Pick out each line in the rows below that contains the string "frame" and copy those lines.

▸ **Some rows**:
------------------------------------

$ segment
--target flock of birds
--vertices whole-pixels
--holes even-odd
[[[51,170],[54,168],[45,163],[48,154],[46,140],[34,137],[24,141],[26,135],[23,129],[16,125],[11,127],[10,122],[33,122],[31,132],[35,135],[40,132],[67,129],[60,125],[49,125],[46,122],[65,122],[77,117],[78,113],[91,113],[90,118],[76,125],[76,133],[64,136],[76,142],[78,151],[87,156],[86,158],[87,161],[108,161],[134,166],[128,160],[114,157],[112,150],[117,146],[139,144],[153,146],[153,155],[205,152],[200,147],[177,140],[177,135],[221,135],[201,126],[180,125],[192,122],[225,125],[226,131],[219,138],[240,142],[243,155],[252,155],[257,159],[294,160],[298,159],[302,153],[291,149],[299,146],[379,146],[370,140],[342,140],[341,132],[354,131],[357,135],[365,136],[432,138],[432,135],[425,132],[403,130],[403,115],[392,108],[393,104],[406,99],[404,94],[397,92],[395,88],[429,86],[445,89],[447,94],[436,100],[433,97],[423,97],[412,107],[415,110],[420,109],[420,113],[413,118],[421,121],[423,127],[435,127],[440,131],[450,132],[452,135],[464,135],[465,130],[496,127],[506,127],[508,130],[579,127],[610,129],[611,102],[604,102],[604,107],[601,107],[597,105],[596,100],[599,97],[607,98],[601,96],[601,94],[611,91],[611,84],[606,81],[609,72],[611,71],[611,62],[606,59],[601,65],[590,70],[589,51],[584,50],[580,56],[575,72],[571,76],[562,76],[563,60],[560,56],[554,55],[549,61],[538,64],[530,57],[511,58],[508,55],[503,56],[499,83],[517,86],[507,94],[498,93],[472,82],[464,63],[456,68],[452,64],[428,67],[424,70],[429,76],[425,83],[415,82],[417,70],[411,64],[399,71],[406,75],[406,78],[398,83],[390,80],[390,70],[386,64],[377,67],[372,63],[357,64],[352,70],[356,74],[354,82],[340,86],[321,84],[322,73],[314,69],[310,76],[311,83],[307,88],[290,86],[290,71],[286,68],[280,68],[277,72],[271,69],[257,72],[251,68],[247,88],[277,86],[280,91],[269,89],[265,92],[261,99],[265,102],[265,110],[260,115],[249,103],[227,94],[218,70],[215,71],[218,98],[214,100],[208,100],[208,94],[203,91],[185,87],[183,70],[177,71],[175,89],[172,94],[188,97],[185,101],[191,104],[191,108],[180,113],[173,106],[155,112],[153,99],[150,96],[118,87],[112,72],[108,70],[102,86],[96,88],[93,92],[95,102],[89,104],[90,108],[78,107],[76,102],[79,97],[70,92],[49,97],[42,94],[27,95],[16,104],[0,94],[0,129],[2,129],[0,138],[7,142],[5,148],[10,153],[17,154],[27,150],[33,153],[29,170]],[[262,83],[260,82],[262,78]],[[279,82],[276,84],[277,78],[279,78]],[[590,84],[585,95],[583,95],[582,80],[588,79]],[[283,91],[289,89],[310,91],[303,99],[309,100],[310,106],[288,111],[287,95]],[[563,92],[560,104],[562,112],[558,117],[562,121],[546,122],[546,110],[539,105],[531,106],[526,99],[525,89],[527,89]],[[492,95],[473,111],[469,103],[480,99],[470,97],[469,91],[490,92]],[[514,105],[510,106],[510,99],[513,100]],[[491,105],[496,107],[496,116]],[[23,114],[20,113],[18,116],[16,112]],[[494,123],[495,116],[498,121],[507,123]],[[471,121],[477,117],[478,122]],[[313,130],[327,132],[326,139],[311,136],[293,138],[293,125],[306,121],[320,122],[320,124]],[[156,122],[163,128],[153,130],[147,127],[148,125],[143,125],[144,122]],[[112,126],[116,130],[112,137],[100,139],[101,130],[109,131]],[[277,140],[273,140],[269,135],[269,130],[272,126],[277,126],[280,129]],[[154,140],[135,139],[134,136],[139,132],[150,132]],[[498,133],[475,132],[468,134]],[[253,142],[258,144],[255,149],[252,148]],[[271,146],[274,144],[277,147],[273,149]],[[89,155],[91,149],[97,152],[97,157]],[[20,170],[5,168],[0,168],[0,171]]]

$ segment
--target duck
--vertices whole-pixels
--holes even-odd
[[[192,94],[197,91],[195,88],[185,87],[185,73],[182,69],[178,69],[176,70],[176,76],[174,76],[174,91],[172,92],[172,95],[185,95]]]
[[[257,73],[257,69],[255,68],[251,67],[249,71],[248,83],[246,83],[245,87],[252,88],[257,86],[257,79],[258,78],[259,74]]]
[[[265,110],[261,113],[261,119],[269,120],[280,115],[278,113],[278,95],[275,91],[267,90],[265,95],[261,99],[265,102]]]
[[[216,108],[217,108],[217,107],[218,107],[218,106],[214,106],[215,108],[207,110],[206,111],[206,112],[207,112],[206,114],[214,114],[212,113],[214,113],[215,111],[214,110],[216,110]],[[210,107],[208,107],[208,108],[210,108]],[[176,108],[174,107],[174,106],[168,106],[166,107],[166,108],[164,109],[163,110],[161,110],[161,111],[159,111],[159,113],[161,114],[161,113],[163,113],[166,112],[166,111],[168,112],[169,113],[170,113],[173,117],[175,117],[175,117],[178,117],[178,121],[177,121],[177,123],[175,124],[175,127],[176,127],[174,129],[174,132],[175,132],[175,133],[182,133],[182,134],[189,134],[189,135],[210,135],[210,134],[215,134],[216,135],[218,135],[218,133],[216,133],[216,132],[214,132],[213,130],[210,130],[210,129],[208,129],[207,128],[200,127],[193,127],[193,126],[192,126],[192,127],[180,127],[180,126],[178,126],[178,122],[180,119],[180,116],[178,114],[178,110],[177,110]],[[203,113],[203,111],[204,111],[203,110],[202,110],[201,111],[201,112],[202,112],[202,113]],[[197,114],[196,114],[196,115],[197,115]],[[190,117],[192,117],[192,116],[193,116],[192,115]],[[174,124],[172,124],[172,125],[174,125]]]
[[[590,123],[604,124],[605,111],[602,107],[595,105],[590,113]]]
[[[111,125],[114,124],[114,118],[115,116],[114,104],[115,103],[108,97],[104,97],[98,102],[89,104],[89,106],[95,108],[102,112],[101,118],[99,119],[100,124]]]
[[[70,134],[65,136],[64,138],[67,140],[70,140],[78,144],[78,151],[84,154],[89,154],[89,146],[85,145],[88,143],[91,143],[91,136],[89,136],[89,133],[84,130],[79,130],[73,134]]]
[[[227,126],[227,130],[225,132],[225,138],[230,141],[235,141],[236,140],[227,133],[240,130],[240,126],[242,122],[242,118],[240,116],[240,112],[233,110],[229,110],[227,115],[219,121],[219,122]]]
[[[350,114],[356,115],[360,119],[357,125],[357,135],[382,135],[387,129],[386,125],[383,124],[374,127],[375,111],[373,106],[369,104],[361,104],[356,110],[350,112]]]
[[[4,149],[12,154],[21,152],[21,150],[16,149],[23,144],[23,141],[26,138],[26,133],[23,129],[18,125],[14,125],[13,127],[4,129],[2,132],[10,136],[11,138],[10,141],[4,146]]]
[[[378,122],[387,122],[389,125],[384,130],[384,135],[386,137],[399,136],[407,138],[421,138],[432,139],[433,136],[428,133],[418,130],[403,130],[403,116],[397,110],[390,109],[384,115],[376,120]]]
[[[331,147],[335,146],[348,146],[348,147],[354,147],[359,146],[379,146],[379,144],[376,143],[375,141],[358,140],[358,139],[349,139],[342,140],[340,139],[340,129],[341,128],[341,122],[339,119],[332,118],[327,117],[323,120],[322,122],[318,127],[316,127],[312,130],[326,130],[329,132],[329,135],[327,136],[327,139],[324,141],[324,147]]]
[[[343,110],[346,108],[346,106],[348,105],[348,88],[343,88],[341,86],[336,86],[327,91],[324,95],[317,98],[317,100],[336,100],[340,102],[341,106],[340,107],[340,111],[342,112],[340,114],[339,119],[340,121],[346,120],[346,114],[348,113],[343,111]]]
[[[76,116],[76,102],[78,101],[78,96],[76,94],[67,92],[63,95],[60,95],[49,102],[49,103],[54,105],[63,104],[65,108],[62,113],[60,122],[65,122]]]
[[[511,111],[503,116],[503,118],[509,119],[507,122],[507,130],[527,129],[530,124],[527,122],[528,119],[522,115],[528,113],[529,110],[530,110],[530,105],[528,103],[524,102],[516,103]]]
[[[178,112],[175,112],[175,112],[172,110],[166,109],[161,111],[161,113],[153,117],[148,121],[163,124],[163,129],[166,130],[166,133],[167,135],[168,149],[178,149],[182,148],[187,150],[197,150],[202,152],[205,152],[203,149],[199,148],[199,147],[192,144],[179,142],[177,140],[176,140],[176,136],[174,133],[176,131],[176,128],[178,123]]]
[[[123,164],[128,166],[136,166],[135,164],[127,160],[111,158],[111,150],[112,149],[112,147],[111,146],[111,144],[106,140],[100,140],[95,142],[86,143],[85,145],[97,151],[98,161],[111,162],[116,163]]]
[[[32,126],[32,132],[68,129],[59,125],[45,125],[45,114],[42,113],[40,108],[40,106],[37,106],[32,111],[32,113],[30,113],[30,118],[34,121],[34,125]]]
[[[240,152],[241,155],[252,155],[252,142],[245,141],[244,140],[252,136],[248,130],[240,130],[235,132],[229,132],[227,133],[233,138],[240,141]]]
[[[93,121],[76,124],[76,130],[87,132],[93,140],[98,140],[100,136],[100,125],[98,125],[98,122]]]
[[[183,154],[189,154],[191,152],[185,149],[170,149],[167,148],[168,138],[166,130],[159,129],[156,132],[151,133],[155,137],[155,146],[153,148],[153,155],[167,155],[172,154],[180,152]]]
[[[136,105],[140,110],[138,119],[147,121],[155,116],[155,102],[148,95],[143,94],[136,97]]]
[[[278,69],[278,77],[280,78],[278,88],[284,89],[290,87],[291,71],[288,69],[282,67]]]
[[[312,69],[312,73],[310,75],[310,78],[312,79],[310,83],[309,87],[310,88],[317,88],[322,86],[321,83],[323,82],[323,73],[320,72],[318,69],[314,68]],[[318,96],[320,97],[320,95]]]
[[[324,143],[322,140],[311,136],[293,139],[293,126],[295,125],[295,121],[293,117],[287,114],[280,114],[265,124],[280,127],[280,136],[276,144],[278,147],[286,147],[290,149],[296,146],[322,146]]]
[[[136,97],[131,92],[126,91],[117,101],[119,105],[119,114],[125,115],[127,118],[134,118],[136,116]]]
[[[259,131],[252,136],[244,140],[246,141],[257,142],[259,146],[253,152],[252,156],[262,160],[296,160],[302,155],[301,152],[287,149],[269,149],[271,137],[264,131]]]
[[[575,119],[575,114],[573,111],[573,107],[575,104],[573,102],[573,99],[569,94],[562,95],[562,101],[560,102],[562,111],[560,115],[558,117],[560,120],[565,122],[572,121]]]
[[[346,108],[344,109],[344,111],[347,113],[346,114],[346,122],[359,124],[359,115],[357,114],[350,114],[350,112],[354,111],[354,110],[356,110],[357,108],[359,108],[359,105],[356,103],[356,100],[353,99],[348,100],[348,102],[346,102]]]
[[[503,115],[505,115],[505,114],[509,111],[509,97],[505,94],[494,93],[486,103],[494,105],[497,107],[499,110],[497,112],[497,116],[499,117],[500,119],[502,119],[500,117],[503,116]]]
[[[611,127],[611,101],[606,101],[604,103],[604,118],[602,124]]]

------------------------------------

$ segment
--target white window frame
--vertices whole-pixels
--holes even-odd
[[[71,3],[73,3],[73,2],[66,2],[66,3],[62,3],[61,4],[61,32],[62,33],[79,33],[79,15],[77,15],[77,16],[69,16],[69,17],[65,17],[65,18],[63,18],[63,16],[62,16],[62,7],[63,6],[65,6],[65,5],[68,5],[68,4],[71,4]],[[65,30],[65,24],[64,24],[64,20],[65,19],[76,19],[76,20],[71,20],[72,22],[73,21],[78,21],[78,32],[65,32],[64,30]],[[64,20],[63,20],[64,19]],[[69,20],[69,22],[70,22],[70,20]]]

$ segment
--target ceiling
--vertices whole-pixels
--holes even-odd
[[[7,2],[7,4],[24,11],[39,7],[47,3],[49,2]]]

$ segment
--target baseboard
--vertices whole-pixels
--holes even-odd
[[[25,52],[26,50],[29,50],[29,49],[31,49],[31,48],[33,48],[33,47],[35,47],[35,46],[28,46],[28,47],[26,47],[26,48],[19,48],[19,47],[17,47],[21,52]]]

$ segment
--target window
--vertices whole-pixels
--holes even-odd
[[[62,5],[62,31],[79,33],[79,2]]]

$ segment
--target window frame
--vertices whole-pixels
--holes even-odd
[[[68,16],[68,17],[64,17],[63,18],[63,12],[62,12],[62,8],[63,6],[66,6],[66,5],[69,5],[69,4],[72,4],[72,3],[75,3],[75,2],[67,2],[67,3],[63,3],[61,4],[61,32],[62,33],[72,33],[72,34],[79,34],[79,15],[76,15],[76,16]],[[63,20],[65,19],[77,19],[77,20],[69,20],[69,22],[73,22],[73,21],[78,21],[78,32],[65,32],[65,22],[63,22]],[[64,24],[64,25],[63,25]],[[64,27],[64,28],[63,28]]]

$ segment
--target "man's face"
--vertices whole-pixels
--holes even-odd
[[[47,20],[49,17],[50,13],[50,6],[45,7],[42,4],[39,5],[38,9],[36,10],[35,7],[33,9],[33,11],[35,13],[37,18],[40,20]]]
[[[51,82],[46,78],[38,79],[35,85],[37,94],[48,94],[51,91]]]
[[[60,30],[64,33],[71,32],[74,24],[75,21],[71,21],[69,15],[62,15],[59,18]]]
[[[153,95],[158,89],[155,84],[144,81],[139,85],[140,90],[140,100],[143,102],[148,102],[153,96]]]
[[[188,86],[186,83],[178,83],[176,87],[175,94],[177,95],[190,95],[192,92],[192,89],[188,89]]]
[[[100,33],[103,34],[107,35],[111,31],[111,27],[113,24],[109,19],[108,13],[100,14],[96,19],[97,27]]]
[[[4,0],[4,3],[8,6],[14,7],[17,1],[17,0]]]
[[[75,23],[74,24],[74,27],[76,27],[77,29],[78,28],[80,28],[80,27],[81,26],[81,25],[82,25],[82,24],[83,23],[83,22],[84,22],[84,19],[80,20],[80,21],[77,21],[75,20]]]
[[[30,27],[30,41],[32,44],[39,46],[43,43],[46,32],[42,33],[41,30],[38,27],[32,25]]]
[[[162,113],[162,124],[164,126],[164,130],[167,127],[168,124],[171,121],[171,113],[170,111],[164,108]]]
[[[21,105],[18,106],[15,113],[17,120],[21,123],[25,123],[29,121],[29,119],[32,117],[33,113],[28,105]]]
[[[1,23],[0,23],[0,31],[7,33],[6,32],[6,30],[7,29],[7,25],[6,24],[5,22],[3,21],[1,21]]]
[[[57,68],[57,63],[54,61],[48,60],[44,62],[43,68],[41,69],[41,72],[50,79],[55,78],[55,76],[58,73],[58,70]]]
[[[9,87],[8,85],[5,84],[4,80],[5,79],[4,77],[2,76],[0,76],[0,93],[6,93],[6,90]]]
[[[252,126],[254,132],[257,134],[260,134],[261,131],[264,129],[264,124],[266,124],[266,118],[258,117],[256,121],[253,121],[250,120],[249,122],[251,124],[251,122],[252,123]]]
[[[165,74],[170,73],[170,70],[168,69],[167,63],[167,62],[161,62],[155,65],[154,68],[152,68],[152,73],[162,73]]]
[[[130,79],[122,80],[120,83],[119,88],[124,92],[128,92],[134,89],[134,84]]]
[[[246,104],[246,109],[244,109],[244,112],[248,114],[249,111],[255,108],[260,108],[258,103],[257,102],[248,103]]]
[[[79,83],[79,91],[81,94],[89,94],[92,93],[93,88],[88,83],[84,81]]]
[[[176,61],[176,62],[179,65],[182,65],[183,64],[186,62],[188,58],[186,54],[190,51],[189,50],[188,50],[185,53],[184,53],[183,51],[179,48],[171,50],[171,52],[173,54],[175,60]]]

------------------------------------

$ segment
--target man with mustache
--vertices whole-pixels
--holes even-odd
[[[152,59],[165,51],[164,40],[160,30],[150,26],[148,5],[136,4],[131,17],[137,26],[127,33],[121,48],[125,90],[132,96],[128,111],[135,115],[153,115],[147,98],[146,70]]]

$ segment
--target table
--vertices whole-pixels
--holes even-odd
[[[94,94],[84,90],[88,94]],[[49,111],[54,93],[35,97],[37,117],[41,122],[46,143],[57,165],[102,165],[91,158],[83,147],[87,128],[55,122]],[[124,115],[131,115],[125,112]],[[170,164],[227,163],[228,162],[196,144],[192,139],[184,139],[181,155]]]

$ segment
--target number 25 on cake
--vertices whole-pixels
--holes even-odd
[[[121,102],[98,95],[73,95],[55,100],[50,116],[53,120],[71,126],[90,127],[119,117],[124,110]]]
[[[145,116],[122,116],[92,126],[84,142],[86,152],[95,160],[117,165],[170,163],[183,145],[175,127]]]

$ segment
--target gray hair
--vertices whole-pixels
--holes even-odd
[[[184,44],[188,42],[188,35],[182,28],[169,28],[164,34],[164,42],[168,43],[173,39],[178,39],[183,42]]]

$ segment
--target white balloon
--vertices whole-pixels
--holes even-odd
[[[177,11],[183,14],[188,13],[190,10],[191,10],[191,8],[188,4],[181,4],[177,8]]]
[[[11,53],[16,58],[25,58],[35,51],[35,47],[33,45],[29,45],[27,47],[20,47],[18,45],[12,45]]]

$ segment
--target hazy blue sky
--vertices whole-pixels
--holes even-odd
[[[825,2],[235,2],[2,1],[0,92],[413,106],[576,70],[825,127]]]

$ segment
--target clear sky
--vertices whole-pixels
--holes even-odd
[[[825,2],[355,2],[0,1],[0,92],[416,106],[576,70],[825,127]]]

------------------------------------

▸ **TASK RESULT**:
--target white window frame
--target window frame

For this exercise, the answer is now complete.